Count how many lines of the data below contain the string "rope". Give only the number.

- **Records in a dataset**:
* begin *

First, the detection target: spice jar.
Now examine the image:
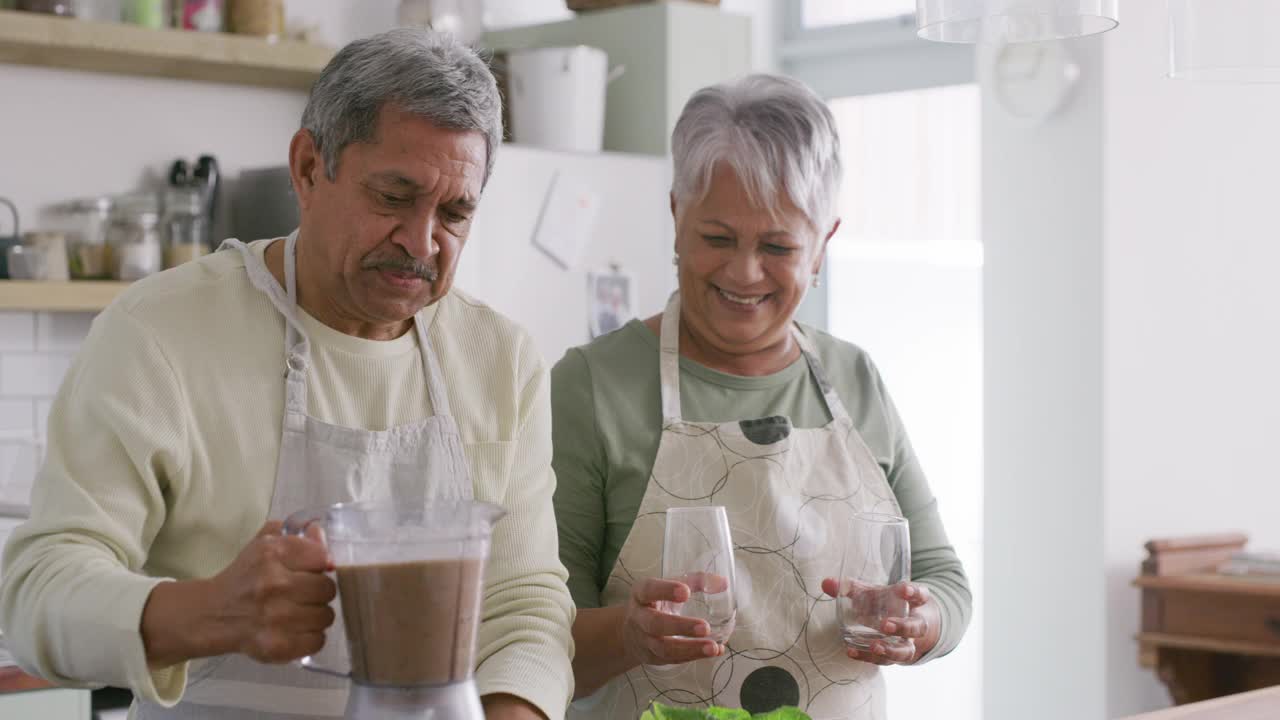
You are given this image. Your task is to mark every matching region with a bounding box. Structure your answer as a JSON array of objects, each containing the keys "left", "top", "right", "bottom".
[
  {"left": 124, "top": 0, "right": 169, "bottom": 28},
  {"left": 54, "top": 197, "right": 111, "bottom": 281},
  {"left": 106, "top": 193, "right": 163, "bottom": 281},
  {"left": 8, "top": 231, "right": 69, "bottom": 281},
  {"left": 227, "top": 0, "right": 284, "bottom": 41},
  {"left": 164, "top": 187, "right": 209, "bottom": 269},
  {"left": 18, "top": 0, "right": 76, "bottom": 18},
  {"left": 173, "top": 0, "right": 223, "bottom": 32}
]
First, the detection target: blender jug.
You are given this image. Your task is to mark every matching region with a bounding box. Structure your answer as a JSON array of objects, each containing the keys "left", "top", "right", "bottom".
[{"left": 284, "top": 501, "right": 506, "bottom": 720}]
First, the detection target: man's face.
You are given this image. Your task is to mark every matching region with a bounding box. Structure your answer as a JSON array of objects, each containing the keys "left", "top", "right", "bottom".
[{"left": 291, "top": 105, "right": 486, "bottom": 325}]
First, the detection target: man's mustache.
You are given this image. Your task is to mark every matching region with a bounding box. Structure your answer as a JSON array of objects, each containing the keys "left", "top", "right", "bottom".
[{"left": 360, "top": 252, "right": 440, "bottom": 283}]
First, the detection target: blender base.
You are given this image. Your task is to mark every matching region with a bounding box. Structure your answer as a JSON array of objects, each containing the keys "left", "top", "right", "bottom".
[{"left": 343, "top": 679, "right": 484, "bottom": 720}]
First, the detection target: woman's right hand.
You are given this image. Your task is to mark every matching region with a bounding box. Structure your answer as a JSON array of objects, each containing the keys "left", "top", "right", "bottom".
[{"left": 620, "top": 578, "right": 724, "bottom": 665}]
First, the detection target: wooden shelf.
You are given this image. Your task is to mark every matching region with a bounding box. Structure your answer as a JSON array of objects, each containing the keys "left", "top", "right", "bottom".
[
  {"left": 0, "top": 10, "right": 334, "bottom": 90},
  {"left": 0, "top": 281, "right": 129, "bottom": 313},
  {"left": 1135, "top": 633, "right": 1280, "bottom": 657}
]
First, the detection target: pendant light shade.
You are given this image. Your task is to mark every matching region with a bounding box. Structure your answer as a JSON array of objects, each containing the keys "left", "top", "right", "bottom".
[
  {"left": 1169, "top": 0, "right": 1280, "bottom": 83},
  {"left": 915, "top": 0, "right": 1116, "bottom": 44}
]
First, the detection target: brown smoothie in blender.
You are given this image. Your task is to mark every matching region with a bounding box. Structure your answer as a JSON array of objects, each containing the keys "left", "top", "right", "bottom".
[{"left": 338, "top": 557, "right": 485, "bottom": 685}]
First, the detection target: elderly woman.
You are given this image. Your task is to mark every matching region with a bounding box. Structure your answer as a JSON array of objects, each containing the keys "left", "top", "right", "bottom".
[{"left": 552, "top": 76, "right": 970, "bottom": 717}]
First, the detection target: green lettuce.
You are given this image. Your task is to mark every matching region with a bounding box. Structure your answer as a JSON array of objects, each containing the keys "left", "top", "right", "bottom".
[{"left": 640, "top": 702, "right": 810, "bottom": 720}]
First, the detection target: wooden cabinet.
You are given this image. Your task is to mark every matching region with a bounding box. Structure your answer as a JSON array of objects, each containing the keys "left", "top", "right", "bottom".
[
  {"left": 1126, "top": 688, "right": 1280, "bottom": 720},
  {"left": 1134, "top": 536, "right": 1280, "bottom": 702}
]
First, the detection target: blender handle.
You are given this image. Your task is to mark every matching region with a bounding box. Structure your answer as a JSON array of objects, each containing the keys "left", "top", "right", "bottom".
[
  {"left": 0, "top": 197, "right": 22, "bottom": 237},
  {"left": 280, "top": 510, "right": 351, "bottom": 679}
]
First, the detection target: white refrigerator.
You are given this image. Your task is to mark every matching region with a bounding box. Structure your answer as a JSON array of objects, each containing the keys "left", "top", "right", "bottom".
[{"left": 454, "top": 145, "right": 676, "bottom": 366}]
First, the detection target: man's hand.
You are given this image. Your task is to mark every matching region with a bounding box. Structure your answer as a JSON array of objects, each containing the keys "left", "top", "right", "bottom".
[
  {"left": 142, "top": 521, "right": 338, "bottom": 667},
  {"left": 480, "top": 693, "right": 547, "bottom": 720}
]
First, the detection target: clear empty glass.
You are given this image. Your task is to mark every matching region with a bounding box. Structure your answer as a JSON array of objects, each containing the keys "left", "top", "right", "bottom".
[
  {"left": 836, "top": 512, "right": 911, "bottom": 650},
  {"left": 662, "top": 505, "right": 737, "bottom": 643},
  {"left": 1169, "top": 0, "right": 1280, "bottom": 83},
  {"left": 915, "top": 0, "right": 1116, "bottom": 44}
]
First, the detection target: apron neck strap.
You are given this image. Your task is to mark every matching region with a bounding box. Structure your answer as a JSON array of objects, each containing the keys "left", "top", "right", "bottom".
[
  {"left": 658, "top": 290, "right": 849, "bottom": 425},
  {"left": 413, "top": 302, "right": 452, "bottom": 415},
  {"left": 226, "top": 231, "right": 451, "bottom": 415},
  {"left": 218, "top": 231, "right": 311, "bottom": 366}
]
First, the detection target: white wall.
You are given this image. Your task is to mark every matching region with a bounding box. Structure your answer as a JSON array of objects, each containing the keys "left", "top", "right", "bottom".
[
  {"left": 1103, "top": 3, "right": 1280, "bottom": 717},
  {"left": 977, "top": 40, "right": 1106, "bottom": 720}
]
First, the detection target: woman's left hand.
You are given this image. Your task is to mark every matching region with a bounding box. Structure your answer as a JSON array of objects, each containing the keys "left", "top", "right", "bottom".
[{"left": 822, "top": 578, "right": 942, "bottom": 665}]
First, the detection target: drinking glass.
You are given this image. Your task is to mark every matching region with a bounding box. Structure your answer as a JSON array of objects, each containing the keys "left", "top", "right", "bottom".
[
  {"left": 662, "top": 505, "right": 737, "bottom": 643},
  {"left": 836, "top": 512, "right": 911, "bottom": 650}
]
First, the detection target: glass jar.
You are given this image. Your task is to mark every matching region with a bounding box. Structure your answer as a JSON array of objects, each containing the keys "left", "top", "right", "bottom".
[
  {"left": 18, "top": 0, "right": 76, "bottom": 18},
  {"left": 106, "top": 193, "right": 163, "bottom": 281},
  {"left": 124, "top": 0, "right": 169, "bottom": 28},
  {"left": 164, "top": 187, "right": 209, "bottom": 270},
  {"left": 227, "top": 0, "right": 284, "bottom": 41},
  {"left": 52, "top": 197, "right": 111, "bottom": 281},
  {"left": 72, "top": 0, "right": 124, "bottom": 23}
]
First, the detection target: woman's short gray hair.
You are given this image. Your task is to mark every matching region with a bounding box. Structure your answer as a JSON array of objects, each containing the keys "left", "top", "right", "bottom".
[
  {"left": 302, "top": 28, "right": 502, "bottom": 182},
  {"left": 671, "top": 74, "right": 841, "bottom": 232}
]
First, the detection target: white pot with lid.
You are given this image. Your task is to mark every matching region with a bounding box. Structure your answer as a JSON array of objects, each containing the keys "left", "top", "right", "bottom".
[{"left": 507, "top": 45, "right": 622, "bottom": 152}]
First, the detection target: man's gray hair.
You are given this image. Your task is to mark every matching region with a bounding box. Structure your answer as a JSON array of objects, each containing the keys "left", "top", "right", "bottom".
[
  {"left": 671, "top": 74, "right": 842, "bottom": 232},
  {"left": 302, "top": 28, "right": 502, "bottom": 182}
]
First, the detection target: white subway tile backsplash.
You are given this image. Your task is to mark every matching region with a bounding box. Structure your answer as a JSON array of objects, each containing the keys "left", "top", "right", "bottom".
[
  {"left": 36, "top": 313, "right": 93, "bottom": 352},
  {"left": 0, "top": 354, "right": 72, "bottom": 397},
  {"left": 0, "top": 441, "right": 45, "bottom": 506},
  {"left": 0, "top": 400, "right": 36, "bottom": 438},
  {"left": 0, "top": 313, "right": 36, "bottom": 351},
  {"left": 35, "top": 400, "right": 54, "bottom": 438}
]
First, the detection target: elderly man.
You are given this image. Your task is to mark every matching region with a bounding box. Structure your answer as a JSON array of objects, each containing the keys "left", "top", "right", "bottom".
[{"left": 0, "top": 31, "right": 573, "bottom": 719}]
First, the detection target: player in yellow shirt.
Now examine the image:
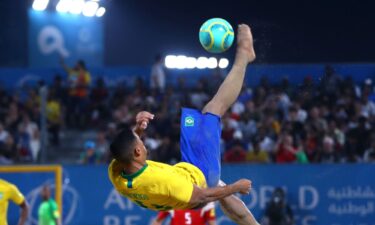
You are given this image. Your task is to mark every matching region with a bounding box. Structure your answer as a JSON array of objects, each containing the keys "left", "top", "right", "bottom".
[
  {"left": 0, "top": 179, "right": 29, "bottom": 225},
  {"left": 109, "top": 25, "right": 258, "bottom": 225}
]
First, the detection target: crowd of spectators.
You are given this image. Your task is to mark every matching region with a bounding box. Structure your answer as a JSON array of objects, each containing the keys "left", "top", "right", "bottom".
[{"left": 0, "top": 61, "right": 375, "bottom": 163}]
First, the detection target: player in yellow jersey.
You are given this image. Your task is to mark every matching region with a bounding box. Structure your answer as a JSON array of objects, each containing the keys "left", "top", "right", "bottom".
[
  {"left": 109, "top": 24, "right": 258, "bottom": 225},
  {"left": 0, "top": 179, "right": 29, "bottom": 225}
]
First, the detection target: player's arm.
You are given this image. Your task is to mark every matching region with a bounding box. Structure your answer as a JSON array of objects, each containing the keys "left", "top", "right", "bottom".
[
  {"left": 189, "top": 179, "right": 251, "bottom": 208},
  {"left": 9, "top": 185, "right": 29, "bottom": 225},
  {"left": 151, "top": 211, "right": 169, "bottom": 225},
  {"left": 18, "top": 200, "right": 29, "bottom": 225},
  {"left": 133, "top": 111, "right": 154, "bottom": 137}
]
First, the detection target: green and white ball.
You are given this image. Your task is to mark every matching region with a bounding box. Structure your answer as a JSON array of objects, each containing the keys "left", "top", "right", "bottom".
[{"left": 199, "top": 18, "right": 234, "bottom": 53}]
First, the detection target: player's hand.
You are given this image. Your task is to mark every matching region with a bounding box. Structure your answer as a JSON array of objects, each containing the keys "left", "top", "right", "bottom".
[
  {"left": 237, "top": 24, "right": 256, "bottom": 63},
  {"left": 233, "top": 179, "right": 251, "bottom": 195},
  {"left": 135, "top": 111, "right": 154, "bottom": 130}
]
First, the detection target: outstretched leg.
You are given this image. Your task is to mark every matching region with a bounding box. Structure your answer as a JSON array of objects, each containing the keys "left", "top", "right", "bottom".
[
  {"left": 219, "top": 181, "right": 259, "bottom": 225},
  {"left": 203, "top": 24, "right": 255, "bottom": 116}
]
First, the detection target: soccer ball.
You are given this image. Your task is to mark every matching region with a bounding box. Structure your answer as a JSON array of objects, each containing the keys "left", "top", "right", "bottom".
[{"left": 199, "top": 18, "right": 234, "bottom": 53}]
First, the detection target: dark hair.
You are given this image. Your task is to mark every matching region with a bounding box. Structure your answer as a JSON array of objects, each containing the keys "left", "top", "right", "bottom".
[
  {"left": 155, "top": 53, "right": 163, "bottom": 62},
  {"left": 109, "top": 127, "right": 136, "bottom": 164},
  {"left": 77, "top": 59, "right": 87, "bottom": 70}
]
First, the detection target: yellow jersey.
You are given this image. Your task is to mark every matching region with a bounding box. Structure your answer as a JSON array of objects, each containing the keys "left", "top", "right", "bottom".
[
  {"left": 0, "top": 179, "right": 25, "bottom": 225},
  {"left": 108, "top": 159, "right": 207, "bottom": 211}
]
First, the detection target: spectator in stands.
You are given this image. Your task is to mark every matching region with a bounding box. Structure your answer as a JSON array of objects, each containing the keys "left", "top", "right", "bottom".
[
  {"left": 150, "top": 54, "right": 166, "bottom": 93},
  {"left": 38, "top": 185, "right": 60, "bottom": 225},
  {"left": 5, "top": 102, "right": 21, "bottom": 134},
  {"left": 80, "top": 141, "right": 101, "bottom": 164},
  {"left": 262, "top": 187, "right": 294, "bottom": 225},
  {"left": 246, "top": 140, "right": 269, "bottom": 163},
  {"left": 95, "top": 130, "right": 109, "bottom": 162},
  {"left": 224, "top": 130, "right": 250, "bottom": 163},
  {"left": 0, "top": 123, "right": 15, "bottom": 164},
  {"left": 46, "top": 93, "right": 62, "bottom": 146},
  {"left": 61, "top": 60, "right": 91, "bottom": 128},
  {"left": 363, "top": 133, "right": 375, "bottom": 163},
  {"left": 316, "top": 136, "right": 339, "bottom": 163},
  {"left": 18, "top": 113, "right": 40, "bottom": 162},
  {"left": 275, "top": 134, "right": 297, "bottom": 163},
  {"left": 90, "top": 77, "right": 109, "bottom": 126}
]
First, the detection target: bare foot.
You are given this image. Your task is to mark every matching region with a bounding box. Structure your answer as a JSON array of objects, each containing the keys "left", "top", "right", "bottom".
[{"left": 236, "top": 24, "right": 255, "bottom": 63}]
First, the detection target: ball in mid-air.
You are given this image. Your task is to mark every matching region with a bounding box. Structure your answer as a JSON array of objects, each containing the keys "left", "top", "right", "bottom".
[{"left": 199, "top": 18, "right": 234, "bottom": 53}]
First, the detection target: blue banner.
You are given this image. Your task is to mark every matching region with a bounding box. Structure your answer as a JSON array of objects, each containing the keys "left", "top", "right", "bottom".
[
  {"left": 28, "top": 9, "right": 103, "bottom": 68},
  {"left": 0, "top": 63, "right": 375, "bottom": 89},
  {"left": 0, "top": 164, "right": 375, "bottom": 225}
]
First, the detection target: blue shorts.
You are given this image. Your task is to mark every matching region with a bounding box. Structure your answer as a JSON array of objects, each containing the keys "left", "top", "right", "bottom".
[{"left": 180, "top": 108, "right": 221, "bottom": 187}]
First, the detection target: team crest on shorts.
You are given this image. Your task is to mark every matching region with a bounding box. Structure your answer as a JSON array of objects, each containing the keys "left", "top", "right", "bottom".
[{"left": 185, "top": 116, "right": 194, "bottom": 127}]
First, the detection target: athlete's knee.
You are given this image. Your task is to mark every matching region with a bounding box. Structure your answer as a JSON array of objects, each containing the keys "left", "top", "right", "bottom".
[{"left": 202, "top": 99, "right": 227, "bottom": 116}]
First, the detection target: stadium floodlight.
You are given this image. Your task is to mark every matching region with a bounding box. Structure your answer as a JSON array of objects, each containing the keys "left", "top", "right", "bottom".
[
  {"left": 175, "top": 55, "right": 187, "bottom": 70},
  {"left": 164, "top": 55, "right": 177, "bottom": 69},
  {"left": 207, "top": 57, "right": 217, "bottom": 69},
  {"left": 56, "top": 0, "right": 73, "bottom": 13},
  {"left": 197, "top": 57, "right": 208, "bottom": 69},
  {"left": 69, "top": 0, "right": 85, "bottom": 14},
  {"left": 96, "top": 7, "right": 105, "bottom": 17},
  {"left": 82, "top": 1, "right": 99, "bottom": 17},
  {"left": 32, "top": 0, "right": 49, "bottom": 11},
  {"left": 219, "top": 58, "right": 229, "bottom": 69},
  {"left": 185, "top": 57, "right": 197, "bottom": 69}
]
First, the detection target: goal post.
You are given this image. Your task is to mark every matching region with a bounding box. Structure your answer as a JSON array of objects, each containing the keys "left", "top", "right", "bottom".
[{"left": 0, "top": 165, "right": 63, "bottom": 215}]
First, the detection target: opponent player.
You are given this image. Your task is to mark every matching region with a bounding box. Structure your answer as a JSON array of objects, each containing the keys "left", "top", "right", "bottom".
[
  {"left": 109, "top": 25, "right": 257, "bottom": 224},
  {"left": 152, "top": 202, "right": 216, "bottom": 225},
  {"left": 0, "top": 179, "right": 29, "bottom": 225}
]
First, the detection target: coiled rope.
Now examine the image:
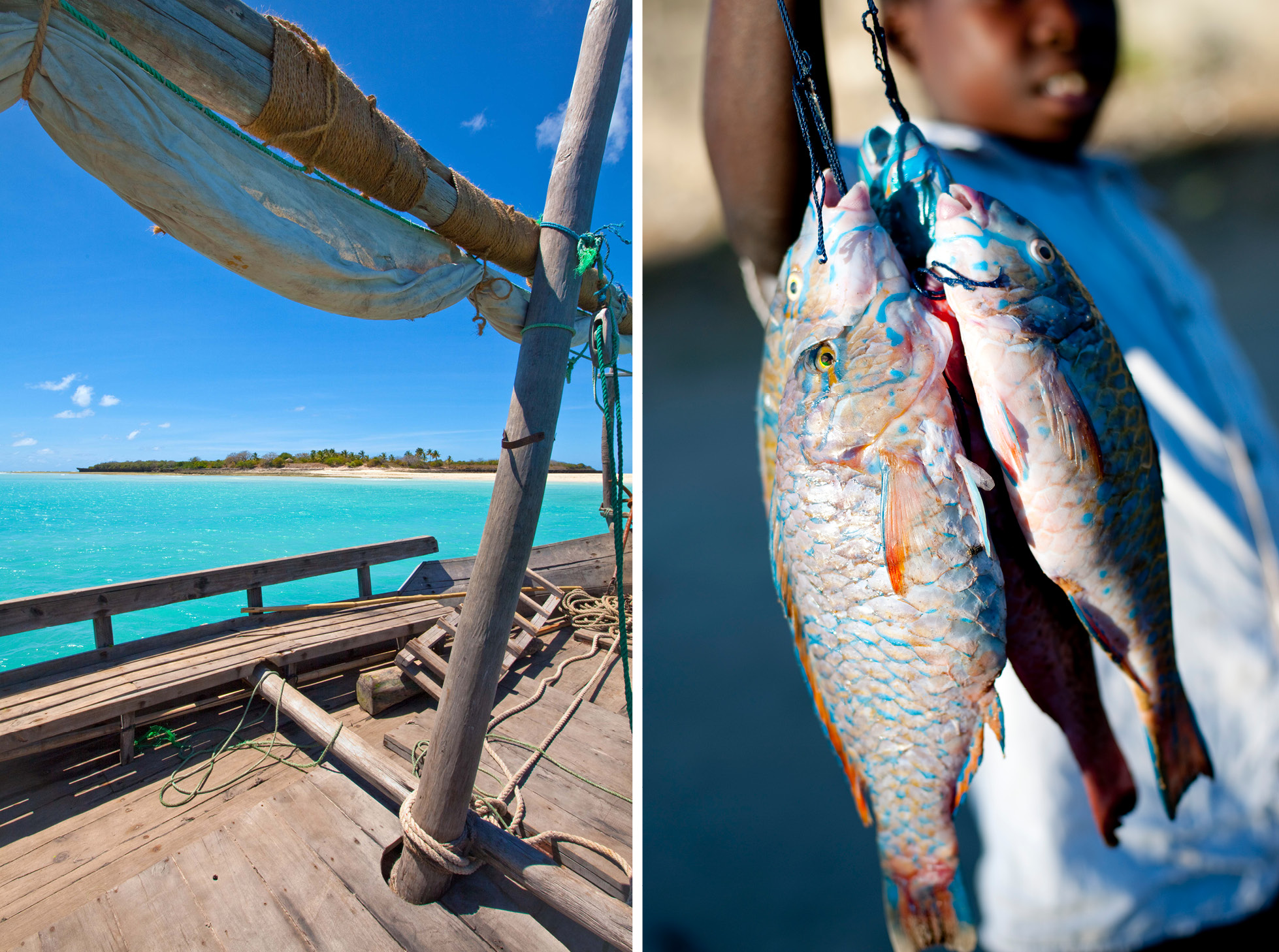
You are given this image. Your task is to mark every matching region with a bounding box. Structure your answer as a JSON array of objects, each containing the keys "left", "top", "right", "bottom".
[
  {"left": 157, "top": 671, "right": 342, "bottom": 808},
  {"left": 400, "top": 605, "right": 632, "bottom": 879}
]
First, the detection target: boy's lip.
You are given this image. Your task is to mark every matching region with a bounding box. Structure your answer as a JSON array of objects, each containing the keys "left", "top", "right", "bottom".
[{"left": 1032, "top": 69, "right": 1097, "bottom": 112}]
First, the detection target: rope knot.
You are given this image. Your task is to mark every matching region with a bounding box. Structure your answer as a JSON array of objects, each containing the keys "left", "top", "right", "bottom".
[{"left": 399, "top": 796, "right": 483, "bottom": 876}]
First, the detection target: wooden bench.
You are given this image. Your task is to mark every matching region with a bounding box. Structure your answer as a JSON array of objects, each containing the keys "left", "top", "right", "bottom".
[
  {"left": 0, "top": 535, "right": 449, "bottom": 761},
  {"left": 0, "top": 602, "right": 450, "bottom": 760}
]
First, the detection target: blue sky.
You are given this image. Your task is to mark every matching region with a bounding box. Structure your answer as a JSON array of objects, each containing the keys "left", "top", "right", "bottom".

* end *

- **Solution below**:
2